Annotated photo localization data:
==*==

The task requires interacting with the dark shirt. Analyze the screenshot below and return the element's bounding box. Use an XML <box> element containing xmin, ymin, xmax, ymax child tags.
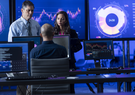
<box><xmin>55</xmin><ymin>29</ymin><xmax>82</xmax><ymax>69</ymax></box>
<box><xmin>30</xmin><ymin>41</ymin><xmax>67</xmax><ymax>59</ymax></box>
<box><xmin>70</xmin><ymin>29</ymin><xmax>82</xmax><ymax>69</ymax></box>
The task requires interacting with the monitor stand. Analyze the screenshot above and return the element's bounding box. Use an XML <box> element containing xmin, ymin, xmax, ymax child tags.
<box><xmin>94</xmin><ymin>59</ymin><xmax>101</xmax><ymax>68</ymax></box>
<box><xmin>93</xmin><ymin>59</ymin><xmax>102</xmax><ymax>92</ymax></box>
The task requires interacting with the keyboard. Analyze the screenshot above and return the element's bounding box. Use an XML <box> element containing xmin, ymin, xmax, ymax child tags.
<box><xmin>87</xmin><ymin>67</ymin><xmax>119</xmax><ymax>71</ymax></box>
<box><xmin>6</xmin><ymin>75</ymin><xmax>48</xmax><ymax>80</ymax></box>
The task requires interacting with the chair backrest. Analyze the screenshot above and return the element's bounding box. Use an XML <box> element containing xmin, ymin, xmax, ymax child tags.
<box><xmin>30</xmin><ymin>57</ymin><xmax>70</xmax><ymax>94</ymax></box>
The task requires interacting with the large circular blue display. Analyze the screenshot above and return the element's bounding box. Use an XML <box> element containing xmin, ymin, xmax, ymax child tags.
<box><xmin>95</xmin><ymin>4</ymin><xmax>127</xmax><ymax>38</ymax></box>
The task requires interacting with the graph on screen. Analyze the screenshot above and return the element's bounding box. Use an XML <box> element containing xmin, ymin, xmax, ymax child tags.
<box><xmin>86</xmin><ymin>43</ymin><xmax>107</xmax><ymax>50</ymax></box>
<box><xmin>16</xmin><ymin>0</ymin><xmax>86</xmax><ymax>40</ymax></box>
<box><xmin>31</xmin><ymin>8</ymin><xmax>81</xmax><ymax>22</ymax></box>
<box><xmin>83</xmin><ymin>40</ymin><xmax>114</xmax><ymax>60</ymax></box>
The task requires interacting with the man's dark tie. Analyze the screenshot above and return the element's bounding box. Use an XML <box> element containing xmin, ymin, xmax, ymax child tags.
<box><xmin>27</xmin><ymin>21</ymin><xmax>32</xmax><ymax>36</ymax></box>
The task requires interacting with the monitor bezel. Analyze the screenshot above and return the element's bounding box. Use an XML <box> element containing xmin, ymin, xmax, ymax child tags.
<box><xmin>0</xmin><ymin>41</ymin><xmax>34</xmax><ymax>73</ymax></box>
<box><xmin>83</xmin><ymin>40</ymin><xmax>115</xmax><ymax>60</ymax></box>
<box><xmin>12</xmin><ymin>36</ymin><xmax>43</xmax><ymax>46</ymax></box>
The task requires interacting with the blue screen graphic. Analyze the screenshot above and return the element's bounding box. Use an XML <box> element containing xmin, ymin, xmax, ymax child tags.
<box><xmin>16</xmin><ymin>0</ymin><xmax>86</xmax><ymax>40</ymax></box>
<box><xmin>0</xmin><ymin>43</ymin><xmax>28</xmax><ymax>72</ymax></box>
<box><xmin>89</xmin><ymin>0</ymin><xmax>135</xmax><ymax>40</ymax></box>
<box><xmin>0</xmin><ymin>0</ymin><xmax>10</xmax><ymax>41</ymax></box>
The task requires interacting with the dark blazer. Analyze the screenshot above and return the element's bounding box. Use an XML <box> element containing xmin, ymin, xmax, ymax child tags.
<box><xmin>54</xmin><ymin>29</ymin><xmax>82</xmax><ymax>69</ymax></box>
<box><xmin>69</xmin><ymin>29</ymin><xmax>82</xmax><ymax>69</ymax></box>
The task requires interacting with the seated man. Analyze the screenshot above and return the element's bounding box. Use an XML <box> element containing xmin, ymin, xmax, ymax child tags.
<box><xmin>17</xmin><ymin>23</ymin><xmax>67</xmax><ymax>95</ymax></box>
<box><xmin>26</xmin><ymin>23</ymin><xmax>67</xmax><ymax>95</ymax></box>
<box><xmin>30</xmin><ymin>23</ymin><xmax>67</xmax><ymax>59</ymax></box>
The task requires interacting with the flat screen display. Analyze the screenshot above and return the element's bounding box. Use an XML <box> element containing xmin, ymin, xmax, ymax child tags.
<box><xmin>0</xmin><ymin>0</ymin><xmax>10</xmax><ymax>41</ymax></box>
<box><xmin>83</xmin><ymin>40</ymin><xmax>114</xmax><ymax>60</ymax></box>
<box><xmin>0</xmin><ymin>42</ymin><xmax>34</xmax><ymax>73</ymax></box>
<box><xmin>15</xmin><ymin>0</ymin><xmax>87</xmax><ymax>40</ymax></box>
<box><xmin>89</xmin><ymin>0</ymin><xmax>135</xmax><ymax>40</ymax></box>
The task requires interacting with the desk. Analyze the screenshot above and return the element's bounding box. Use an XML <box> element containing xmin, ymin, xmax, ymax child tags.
<box><xmin>69</xmin><ymin>68</ymin><xmax>135</xmax><ymax>92</ymax></box>
<box><xmin>49</xmin><ymin>92</ymin><xmax>135</xmax><ymax>95</ymax></box>
<box><xmin>1</xmin><ymin>74</ymin><xmax>135</xmax><ymax>93</ymax></box>
<box><xmin>69</xmin><ymin>68</ymin><xmax>135</xmax><ymax>75</ymax></box>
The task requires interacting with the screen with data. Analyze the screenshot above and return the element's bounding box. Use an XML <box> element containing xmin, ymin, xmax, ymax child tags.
<box><xmin>89</xmin><ymin>0</ymin><xmax>135</xmax><ymax>40</ymax></box>
<box><xmin>16</xmin><ymin>0</ymin><xmax>86</xmax><ymax>40</ymax></box>
<box><xmin>0</xmin><ymin>42</ymin><xmax>34</xmax><ymax>73</ymax></box>
<box><xmin>83</xmin><ymin>40</ymin><xmax>114</xmax><ymax>60</ymax></box>
<box><xmin>0</xmin><ymin>0</ymin><xmax>10</xmax><ymax>41</ymax></box>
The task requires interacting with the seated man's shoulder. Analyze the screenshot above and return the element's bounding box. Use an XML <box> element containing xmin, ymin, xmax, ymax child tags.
<box><xmin>30</xmin><ymin>44</ymin><xmax>42</xmax><ymax>52</ymax></box>
<box><xmin>55</xmin><ymin>44</ymin><xmax>66</xmax><ymax>49</ymax></box>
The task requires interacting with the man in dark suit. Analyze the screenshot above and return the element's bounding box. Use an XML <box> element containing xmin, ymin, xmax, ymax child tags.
<box><xmin>17</xmin><ymin>23</ymin><xmax>67</xmax><ymax>95</ymax></box>
<box><xmin>30</xmin><ymin>23</ymin><xmax>67</xmax><ymax>59</ymax></box>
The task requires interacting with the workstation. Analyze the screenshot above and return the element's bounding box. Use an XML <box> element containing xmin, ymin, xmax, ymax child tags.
<box><xmin>1</xmin><ymin>74</ymin><xmax>135</xmax><ymax>92</ymax></box>
<box><xmin>1</xmin><ymin>0</ymin><xmax>135</xmax><ymax>95</ymax></box>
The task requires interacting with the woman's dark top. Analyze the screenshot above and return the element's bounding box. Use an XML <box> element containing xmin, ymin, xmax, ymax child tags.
<box><xmin>55</xmin><ymin>29</ymin><xmax>82</xmax><ymax>69</ymax></box>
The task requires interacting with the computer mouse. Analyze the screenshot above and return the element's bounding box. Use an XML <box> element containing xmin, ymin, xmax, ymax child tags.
<box><xmin>51</xmin><ymin>75</ymin><xmax>57</xmax><ymax>78</ymax></box>
<box><xmin>69</xmin><ymin>68</ymin><xmax>75</xmax><ymax>71</ymax></box>
<box><xmin>119</xmin><ymin>66</ymin><xmax>123</xmax><ymax>69</ymax></box>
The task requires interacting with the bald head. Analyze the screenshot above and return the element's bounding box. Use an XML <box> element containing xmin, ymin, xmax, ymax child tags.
<box><xmin>41</xmin><ymin>23</ymin><xmax>54</xmax><ymax>40</ymax></box>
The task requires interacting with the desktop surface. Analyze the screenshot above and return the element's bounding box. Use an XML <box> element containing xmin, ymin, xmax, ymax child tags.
<box><xmin>69</xmin><ymin>68</ymin><xmax>135</xmax><ymax>75</ymax></box>
<box><xmin>48</xmin><ymin>92</ymin><xmax>135</xmax><ymax>95</ymax></box>
<box><xmin>1</xmin><ymin>74</ymin><xmax>135</xmax><ymax>86</ymax></box>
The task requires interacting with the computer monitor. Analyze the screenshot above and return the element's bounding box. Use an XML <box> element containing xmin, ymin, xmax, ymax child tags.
<box><xmin>53</xmin><ymin>35</ymin><xmax>70</xmax><ymax>58</ymax></box>
<box><xmin>83</xmin><ymin>40</ymin><xmax>114</xmax><ymax>60</ymax></box>
<box><xmin>0</xmin><ymin>42</ymin><xmax>34</xmax><ymax>73</ymax></box>
<box><xmin>12</xmin><ymin>36</ymin><xmax>42</xmax><ymax>47</ymax></box>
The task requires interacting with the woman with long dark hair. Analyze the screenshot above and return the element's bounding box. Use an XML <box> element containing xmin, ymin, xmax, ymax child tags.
<box><xmin>54</xmin><ymin>11</ymin><xmax>82</xmax><ymax>70</ymax></box>
<box><xmin>54</xmin><ymin>11</ymin><xmax>82</xmax><ymax>94</ymax></box>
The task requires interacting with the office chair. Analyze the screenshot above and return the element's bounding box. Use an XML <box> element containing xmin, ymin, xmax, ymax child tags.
<box><xmin>30</xmin><ymin>58</ymin><xmax>70</xmax><ymax>95</ymax></box>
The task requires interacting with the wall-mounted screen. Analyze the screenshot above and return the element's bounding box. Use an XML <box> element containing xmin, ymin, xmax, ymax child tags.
<box><xmin>89</xmin><ymin>0</ymin><xmax>135</xmax><ymax>40</ymax></box>
<box><xmin>0</xmin><ymin>0</ymin><xmax>10</xmax><ymax>41</ymax></box>
<box><xmin>16</xmin><ymin>0</ymin><xmax>87</xmax><ymax>40</ymax></box>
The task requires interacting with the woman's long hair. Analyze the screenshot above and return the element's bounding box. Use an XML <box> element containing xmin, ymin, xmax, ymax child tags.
<box><xmin>54</xmin><ymin>11</ymin><xmax>70</xmax><ymax>34</ymax></box>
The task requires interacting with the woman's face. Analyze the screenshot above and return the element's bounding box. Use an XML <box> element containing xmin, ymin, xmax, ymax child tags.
<box><xmin>56</xmin><ymin>14</ymin><xmax>66</xmax><ymax>27</ymax></box>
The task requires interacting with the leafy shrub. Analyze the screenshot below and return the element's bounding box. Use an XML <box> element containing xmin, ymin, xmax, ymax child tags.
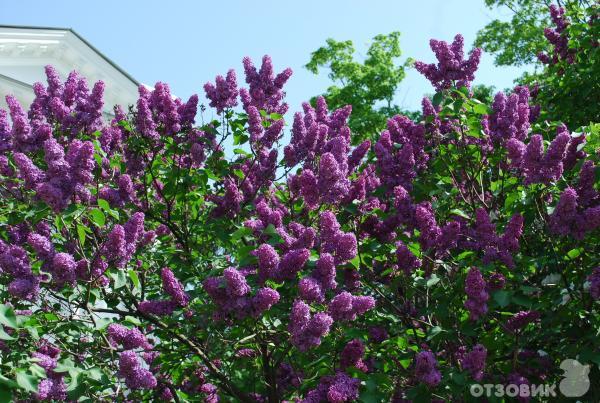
<box><xmin>0</xmin><ymin>7</ymin><xmax>598</xmax><ymax>402</ymax></box>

==*==

▶ **Exercise directions**:
What is needed is an exact restatement of every line from the line containing "The task requires interacting with the woman's face." through the last line of the records, minus any pictures.

▶ **Reply to the exercise**:
The task requires interacting with the woman's face. Analyze the screenshot above and return the element's bounding box. Use an XML <box> element containing xmin, ymin, xmax, ymax child tags.
<box><xmin>56</xmin><ymin>14</ymin><xmax>66</xmax><ymax>27</ymax></box>
The task requires interacting with the leafy shrub. Analyze the screenshot below and return the element's bounding box. Use an XML <box> element containing xmin, ymin, xmax, ymax child tags.
<box><xmin>0</xmin><ymin>7</ymin><xmax>598</xmax><ymax>402</ymax></box>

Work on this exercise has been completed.